_Task_
Restate each record below word for word, skipping images.

_Data for analysis_
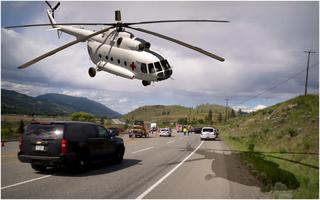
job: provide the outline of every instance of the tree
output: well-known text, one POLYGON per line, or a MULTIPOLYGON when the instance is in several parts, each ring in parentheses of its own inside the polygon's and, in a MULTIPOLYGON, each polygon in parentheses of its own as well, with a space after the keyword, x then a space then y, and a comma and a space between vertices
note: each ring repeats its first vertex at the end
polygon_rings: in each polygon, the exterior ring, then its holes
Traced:
POLYGON ((188 119, 186 117, 178 119, 178 124, 186 125, 187 123, 188 123, 188 119))
POLYGON ((242 114, 242 110, 241 110, 241 108, 239 108, 238 115, 241 116, 241 114, 242 114))
POLYGON ((221 112, 218 113, 218 122, 219 123, 222 122, 222 114, 221 114, 221 112))
POLYGON ((86 112, 75 112, 71 114, 72 121, 94 122, 95 118, 92 114, 86 112))
POLYGON ((23 123, 23 120, 20 120, 18 133, 22 134, 23 132, 24 132, 24 123, 23 123))
POLYGON ((234 112, 234 110, 233 110, 233 109, 231 109, 230 117, 232 118, 232 117, 235 117, 235 116, 236 116, 236 113, 234 112))

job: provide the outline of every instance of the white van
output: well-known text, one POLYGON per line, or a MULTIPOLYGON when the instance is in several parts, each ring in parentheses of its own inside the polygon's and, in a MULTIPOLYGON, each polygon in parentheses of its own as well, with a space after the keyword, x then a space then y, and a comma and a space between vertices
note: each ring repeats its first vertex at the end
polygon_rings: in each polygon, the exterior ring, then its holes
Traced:
POLYGON ((203 127, 200 135, 201 140, 212 139, 215 140, 217 138, 216 130, 212 127, 203 127))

_Task output_
job: provide the outline of every instance of the tree
output: well-known text, one POLYGON per line, or a MULTIPOLYGON when the instance is in several parts, each ring in parentheses of its own inside the polygon's and, in a MULTIPOLYGON, each polygon in parentheses of its own as well, with a space after the keyword, x then a space then y, and a comma and a space between vertices
note: each ring repeats its first vertex at the end
polygon_rings: in each polygon, the exterior ring, then its holes
Traced:
POLYGON ((188 119, 186 117, 178 119, 178 124, 186 125, 187 123, 188 123, 188 119))
POLYGON ((242 114, 242 110, 241 110, 241 108, 239 108, 238 115, 241 116, 241 114, 242 114))
POLYGON ((221 112, 218 113, 218 122, 219 123, 222 122, 222 114, 221 114, 221 112))
POLYGON ((86 112, 75 112, 71 114, 72 121, 94 122, 95 118, 92 114, 86 112))
POLYGON ((23 123, 23 120, 20 120, 18 133, 22 134, 23 132, 24 132, 24 123, 23 123))
POLYGON ((234 112, 234 110, 233 110, 233 109, 231 109, 230 117, 232 118, 232 117, 235 117, 235 116, 236 116, 236 113, 234 112))

job: provide the outline of every instance of the white van
output: well-known text, one POLYGON per line, or a MULTIPOLYGON when the instance is in several parts, each ring in parentheses of its own inside the polygon's and, in a MULTIPOLYGON, each polygon in parentheses of its own as well, with a space after the keyword, x then a space then y, and a comma and a space between vertices
note: each ring repeats its first vertex at the end
polygon_rings: in each polygon, the exterior ring, then its holes
Traced:
POLYGON ((203 127, 200 135, 201 140, 212 139, 215 140, 217 138, 216 130, 212 127, 203 127))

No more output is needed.